** Records shown **

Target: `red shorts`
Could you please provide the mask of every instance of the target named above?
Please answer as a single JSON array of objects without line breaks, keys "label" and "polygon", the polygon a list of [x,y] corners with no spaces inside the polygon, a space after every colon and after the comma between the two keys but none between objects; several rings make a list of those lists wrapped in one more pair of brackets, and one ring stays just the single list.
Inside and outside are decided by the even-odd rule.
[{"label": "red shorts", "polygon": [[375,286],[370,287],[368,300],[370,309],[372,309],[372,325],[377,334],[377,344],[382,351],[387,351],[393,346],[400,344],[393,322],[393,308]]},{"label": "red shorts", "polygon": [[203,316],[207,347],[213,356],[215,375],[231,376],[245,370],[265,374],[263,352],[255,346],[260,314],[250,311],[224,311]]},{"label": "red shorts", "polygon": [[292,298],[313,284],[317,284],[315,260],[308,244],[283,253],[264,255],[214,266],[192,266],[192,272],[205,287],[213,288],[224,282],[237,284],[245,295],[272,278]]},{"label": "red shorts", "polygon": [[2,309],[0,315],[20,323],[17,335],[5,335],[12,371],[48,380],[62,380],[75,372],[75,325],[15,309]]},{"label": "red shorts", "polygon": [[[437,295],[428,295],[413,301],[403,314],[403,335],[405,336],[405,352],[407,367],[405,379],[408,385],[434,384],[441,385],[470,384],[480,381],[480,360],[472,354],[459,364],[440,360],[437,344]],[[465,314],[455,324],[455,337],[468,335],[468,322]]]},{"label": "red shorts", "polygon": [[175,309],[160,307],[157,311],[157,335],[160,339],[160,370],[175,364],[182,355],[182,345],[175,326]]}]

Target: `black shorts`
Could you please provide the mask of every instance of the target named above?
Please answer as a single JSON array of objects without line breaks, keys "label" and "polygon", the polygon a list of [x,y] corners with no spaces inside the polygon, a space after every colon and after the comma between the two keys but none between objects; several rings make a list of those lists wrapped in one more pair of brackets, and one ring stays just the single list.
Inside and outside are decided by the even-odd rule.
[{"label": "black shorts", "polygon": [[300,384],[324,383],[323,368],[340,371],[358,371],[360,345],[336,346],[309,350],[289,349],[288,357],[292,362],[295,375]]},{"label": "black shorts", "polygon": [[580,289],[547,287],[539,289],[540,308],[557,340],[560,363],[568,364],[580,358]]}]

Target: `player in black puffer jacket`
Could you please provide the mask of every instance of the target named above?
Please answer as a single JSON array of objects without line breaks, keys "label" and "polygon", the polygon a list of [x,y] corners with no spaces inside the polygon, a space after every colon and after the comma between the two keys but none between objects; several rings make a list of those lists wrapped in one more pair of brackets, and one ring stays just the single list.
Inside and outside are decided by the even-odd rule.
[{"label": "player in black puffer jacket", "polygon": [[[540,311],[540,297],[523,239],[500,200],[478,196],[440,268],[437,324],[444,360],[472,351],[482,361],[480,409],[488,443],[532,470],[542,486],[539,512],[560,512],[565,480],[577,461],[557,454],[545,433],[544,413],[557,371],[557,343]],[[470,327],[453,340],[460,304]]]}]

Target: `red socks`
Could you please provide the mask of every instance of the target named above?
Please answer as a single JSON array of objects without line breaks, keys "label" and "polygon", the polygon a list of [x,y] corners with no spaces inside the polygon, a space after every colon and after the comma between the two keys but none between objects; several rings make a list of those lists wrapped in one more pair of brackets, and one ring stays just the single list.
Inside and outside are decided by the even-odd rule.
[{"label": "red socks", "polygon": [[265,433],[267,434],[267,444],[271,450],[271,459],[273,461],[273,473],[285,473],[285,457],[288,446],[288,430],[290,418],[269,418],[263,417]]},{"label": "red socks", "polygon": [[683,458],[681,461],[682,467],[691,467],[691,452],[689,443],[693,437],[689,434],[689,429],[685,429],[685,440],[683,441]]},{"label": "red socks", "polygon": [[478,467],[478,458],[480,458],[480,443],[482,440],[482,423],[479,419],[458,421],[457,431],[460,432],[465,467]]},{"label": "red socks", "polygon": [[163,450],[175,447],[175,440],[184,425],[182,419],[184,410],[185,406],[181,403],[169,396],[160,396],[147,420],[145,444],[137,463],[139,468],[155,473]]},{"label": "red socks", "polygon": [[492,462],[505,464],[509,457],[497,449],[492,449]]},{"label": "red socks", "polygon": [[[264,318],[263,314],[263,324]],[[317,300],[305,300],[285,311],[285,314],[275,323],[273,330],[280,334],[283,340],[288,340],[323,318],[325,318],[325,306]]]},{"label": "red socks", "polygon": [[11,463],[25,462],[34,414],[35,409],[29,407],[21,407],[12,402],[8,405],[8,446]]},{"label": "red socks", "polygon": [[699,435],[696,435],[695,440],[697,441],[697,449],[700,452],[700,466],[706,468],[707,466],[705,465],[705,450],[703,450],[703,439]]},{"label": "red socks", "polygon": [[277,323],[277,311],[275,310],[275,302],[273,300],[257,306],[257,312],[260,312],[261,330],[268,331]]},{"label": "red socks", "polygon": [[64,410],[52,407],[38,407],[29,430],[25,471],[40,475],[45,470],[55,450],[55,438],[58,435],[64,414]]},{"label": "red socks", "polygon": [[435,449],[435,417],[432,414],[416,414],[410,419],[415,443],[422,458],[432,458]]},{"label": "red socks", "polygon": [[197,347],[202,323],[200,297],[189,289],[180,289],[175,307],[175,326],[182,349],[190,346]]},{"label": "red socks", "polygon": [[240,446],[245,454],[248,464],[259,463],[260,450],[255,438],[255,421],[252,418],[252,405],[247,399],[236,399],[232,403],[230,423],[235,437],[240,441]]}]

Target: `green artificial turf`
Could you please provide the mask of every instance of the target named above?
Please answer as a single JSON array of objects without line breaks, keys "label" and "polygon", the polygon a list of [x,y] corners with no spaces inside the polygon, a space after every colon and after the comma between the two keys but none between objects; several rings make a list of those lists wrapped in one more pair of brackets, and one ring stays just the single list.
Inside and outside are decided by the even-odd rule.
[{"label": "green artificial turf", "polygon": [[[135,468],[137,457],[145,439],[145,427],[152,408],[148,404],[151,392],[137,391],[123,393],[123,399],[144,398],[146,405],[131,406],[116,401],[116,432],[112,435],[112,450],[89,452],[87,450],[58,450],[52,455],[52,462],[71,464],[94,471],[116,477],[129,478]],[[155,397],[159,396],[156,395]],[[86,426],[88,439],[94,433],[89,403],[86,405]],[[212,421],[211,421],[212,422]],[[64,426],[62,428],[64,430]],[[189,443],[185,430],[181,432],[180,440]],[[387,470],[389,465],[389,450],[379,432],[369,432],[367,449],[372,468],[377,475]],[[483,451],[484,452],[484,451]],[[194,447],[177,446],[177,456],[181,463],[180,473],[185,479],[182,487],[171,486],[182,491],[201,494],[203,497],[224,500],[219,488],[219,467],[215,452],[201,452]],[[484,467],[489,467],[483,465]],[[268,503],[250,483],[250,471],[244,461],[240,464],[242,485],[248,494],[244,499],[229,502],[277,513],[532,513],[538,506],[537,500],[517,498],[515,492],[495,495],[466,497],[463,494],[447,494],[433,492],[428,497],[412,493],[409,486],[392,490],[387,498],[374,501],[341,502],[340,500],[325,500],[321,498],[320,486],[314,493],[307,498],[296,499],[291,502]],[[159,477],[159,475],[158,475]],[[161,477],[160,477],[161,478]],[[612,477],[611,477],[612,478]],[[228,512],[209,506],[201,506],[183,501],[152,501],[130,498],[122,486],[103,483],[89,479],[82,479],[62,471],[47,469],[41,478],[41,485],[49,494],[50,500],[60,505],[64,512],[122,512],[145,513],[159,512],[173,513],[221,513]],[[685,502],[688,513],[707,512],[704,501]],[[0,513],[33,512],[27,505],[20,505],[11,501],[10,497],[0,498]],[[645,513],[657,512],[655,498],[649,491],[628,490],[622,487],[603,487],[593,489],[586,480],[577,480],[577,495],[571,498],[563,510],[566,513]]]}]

** Written task **
Please identify every line in the material above that contains the string "black", and copy each of those lines in full.

** Right answer **
Target: `black shorts`
[{"label": "black shorts", "polygon": [[300,384],[324,383],[323,368],[340,371],[358,371],[360,345],[336,346],[309,350],[289,349],[288,357],[292,362],[295,375]]},{"label": "black shorts", "polygon": [[580,289],[547,287],[539,289],[540,308],[557,340],[560,363],[568,364],[580,358]]}]
Target: `player in black puffer jacket`
[{"label": "player in black puffer jacket", "polygon": [[[540,311],[540,297],[523,239],[500,200],[478,196],[440,268],[437,324],[444,360],[472,351],[482,361],[480,409],[488,443],[532,470],[542,486],[539,512],[560,512],[565,480],[577,461],[557,454],[545,433],[544,413],[557,371],[557,343]],[[470,327],[453,340],[460,304]]]}]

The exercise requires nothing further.